◆ **Given problem**
Copy out the passage below about Kuttner's reputation as a writer, word for word and unchanged.

◆ **Selected excerpt**
>>>
He was a witty, fast-writing kind of guy who could come up with a story at the drop of a hat, and maybe have it finished before the hat hit the floor. Perhaps had he lived longer, and not been knocked dead by a heart attack in his forties, he would be better known, and perhaps if his novels, written by himself and in collaboration, had elicited the same impact his short stories received, he might also have a greater reputation with the mainstream. Within the field of the fantastic, and the science fictional, he is better known, and among certain aficionados of his work, he is considered to be as important a writer as almost anyone who ever wrote in the field(s).
Another reason he is not as well known as he ought to be is because he was so versatile. Unlike one of his protégés, Ray Bradbury, he never developed a singular voice by which he could be identified immediately. This is not to say he wasn’t stylistic. He was, and the echoes of his style can be seen in the works of Ray Bradbury, but unlike Bradbury, who worked to codify his approach to story, Kuttner did not.
<<<
◆ **Data entries**
>>>
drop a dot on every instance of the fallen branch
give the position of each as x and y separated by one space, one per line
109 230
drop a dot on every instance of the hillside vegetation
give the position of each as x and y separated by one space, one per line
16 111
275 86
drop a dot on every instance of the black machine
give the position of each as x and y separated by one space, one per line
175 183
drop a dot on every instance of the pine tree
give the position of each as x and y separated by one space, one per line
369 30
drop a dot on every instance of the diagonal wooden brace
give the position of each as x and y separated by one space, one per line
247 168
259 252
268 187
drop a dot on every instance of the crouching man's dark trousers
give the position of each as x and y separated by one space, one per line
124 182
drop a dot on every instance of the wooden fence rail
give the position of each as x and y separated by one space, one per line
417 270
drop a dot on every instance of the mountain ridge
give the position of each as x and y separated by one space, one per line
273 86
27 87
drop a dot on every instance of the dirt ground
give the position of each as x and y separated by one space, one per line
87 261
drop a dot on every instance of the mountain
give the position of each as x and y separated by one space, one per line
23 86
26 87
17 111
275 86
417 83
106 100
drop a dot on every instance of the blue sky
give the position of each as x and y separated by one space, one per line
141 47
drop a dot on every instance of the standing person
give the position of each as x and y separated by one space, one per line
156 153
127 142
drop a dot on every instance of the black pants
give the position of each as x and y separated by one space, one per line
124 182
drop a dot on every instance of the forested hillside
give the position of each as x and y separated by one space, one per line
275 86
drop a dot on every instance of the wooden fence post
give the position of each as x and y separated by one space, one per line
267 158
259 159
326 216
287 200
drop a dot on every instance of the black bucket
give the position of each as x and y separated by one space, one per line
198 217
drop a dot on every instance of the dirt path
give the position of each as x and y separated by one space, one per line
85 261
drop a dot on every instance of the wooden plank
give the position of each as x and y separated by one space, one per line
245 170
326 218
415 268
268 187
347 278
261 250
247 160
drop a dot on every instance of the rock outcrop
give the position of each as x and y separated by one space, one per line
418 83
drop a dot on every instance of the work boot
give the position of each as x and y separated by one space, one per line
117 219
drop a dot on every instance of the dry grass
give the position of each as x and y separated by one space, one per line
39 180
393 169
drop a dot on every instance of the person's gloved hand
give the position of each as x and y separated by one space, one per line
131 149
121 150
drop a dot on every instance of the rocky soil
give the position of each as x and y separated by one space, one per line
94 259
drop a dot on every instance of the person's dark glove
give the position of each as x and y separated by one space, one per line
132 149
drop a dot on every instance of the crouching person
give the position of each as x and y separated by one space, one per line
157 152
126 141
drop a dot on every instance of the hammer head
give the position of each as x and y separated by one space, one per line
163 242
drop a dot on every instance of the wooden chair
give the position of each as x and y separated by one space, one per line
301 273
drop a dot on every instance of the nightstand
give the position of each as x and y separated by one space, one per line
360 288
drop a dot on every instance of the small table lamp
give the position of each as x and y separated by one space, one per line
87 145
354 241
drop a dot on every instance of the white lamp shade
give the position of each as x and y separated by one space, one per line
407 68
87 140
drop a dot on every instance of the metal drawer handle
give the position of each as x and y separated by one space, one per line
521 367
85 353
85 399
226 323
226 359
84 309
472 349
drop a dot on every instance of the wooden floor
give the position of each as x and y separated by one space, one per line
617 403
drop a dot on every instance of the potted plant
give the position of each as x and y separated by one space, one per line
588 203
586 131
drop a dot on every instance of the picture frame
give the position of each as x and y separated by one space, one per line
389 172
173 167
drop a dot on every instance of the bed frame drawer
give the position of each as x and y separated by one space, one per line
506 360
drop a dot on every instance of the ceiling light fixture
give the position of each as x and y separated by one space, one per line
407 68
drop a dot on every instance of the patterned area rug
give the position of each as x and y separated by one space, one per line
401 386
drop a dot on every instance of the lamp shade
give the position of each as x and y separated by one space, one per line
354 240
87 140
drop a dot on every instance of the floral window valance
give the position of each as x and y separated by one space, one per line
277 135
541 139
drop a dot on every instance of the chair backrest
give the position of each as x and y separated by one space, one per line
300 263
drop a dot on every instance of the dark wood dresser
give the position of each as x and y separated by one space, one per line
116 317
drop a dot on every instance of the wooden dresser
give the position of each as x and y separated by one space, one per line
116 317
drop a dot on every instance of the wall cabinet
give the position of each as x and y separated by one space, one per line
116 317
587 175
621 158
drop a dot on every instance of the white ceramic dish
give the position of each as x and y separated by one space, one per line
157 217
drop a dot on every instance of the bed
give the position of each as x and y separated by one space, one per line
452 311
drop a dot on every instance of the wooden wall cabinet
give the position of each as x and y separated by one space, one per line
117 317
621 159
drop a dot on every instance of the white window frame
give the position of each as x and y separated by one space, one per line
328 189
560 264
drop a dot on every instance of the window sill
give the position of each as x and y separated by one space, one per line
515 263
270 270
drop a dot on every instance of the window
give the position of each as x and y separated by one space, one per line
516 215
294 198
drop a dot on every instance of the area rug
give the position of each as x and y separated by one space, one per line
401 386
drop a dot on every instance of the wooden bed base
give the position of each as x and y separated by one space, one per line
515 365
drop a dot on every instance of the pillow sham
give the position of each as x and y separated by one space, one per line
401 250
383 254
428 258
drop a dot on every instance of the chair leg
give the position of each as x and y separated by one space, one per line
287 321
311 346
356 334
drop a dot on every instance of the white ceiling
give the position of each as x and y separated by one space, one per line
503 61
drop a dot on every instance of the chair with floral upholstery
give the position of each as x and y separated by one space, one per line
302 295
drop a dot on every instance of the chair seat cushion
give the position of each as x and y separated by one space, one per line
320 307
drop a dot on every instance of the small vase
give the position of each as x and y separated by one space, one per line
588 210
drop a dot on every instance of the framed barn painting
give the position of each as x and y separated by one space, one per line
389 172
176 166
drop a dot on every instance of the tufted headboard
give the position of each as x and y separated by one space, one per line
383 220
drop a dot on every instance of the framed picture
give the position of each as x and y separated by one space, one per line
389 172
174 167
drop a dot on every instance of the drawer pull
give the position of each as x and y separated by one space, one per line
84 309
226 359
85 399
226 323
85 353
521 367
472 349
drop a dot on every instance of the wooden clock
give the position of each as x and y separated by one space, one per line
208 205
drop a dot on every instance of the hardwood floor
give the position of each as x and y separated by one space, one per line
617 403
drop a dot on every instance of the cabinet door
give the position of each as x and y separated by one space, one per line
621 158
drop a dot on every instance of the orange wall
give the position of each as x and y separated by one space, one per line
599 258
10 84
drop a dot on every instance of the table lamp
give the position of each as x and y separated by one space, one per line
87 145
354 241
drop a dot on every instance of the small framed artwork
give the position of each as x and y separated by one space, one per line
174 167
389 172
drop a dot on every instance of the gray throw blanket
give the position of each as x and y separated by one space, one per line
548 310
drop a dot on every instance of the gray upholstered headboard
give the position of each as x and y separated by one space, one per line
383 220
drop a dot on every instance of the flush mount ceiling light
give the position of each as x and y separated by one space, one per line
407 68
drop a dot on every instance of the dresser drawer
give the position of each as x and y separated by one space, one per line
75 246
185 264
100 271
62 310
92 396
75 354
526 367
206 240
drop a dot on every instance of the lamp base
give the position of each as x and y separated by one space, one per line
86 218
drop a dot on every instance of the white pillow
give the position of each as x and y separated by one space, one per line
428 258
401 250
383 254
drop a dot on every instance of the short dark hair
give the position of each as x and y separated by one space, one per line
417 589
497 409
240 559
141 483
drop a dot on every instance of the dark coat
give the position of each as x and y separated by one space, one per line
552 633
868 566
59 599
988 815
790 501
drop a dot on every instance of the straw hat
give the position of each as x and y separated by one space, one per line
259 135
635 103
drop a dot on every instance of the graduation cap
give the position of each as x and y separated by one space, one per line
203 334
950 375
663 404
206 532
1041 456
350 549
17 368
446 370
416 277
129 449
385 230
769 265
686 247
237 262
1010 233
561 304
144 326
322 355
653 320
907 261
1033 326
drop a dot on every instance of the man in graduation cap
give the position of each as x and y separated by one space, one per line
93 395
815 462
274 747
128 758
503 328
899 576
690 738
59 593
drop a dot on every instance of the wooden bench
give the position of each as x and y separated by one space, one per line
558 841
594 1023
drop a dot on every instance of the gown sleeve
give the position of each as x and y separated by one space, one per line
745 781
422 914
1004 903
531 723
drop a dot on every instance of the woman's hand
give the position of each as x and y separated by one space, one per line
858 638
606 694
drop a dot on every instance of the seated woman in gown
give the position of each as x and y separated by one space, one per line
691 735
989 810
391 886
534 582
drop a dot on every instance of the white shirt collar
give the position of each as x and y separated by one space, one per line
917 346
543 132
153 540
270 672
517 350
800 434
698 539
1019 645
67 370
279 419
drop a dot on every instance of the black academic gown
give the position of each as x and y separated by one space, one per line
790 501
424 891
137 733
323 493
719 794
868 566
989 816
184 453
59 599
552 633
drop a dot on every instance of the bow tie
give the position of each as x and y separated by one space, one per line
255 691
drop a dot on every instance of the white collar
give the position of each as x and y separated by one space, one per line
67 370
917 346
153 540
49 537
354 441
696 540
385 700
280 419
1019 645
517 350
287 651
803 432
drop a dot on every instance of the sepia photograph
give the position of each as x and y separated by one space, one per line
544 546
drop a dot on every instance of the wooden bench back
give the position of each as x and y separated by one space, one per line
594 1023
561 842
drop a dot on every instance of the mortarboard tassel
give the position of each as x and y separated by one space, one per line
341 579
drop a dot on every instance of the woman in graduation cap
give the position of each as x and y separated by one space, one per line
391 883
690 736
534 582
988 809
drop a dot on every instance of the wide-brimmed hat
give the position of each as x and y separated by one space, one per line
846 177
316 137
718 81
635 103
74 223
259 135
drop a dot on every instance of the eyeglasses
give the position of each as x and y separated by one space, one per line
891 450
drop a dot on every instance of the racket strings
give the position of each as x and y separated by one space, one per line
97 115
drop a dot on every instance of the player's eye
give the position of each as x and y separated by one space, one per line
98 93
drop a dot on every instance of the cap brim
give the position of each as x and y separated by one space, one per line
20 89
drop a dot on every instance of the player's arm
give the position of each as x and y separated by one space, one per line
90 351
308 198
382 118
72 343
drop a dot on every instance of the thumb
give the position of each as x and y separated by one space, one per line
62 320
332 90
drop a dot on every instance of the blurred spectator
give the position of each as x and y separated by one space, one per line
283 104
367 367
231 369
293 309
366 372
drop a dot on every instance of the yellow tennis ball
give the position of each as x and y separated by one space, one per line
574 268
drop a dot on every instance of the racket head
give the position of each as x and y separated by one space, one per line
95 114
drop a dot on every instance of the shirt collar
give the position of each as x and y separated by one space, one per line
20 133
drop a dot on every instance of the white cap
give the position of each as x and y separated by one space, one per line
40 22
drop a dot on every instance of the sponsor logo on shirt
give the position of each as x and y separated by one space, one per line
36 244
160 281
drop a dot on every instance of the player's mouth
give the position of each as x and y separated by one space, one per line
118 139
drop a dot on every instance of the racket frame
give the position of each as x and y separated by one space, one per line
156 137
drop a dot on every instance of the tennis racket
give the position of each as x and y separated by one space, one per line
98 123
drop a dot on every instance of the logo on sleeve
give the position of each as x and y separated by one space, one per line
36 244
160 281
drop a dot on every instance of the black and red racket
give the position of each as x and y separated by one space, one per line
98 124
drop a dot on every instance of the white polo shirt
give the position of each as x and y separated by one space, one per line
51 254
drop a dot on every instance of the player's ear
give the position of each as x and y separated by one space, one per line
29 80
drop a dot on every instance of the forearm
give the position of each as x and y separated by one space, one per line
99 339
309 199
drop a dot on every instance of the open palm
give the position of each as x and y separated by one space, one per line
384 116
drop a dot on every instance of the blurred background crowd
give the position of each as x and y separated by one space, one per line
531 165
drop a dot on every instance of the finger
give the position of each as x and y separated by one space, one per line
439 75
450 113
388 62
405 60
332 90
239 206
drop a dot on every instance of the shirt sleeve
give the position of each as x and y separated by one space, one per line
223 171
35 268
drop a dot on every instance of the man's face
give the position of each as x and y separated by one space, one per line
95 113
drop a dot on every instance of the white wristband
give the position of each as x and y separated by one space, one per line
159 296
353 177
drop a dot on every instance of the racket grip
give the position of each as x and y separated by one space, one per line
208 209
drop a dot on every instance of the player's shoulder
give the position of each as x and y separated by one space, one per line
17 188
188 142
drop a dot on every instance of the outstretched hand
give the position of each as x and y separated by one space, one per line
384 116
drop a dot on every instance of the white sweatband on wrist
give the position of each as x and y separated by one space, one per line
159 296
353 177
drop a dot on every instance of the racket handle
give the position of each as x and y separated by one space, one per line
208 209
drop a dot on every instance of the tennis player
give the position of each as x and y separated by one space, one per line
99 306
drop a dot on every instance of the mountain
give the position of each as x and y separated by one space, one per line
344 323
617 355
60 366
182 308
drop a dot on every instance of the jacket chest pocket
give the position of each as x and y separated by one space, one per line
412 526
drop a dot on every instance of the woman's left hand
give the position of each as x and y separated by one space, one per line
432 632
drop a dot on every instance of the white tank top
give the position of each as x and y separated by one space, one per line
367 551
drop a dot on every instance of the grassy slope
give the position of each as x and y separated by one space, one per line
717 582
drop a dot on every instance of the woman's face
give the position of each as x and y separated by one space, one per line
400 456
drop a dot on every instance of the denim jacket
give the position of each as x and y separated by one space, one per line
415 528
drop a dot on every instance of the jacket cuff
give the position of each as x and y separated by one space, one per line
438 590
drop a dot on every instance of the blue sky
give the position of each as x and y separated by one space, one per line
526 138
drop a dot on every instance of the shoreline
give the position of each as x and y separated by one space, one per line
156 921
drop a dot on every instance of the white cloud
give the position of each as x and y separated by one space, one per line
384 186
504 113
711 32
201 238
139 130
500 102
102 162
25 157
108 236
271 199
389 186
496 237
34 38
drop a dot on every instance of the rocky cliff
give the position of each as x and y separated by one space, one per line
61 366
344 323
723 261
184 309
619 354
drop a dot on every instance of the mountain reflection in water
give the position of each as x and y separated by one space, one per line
<<<
◆ **Solution**
He was a witty, fast-writing kind of guy who could come up with a story at the drop of a hat, and maybe have it finished before the hat hit the floor. Perhaps had he lived longer, and not been knocked dead by a heart attack in his forties, he would be better known, and perhaps if his novels, written by himself and in collaboration, had elicited the same impact his short stories received, he might also have a greater reputation with the mainstream. Within the field of the fantastic, and the science fictional, he is better known, and among certain aficionados of his work, he is considered to be as important a writer as almost anyone who ever wrote in the field(s).
Another reason he is not as well known as he ought to be is because he was so versatile. Unlike one of his protégés, Ray Bradbury, he never developed a singular voice by which he could be identified immediately. This is not to say he wasn’t stylistic. He was, and the echoes of his style can be seen in the works of Ray Bradbury, but unlike Bradbury, who worked to codify his approach to story, Kuttner did not.